Directions for this task -
Return the entries verbatim and drop every picture.

-------

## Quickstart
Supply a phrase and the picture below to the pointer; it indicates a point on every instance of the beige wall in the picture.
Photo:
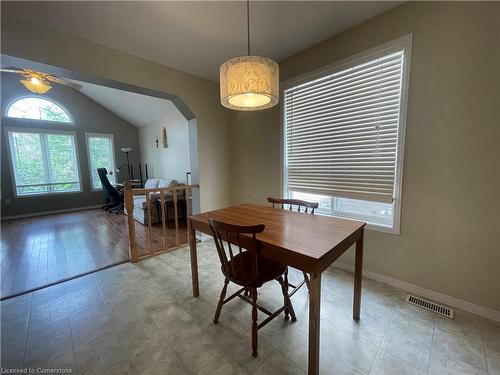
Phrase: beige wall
(171, 162)
(450, 224)
(41, 44)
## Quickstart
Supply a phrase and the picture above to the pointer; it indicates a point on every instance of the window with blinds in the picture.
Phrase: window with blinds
(342, 131)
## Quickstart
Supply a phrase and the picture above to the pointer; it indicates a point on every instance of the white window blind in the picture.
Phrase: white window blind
(43, 163)
(342, 131)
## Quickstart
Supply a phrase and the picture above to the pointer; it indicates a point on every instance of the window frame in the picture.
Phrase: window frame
(99, 135)
(32, 120)
(8, 130)
(402, 43)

-------

Task answer -
## Quickstart
Supply a phrase and the picture below to the pointer; it indicates a point on every instance of the beige wall in the picture.
Photo:
Phrase: beige wall
(171, 162)
(450, 224)
(41, 44)
## Quickstart
Supply a phrase and the picture above to the pointer; it indicates a point on every instance of the window with blinds in the picture.
Phrase: window with blinds
(342, 131)
## Quickstart
Supply a phrase and the picture above to the pointer; it indicates a point on every instance of the white window blind in the picture.
Phrase: white window blind
(43, 163)
(342, 131)
## Quickstart
Supply a phrase and the picture above to the pointer; it indicates a point on every instance of the window frame in the picture.
Phrase: window frame
(99, 135)
(32, 120)
(8, 130)
(402, 43)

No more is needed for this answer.